**CHALLENGE**. Reproduce every one of the rows below with each occurrence of "sample" replaced by "reference" and everything else left the same. Leave the pictures out of your answer.

**EXTRACTED DATA**.
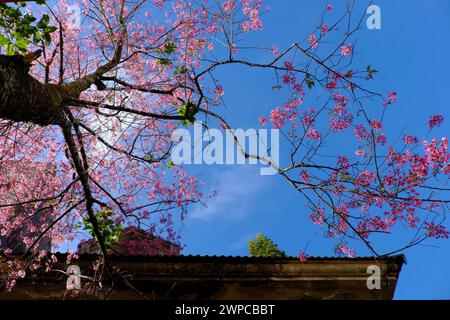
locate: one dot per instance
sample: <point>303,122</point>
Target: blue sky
<point>411,53</point>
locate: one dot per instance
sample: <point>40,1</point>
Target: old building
<point>215,278</point>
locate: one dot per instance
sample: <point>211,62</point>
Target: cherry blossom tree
<point>91,115</point>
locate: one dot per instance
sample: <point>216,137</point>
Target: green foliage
<point>19,29</point>
<point>188,110</point>
<point>165,52</point>
<point>264,247</point>
<point>110,230</point>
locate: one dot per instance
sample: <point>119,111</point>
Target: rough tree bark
<point>25,99</point>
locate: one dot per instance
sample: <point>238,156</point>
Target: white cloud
<point>237,187</point>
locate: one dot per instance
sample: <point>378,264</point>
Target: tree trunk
<point>25,99</point>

**EXERCISE RESPONSE**.
locate: one dot per instance
reference: <point>303,122</point>
Target: blue sky
<point>411,53</point>
locate: one dot per instance
reference: <point>40,1</point>
Target: old building
<point>215,278</point>
locate: one dot per instance
reference: <point>211,62</point>
Target: cherry blossom tree
<point>91,115</point>
locate: one dot per instance
reference: <point>216,137</point>
Target: green foliage
<point>19,29</point>
<point>188,110</point>
<point>165,52</point>
<point>264,247</point>
<point>110,230</point>
locate: one dot per instance
reference: <point>119,111</point>
Target: rough tree bark
<point>25,99</point>
locate: one dot per instance
reference: <point>238,156</point>
Target: white cloud
<point>237,187</point>
locate: one dot per instance
reference: <point>378,264</point>
Target: tree trunk
<point>25,99</point>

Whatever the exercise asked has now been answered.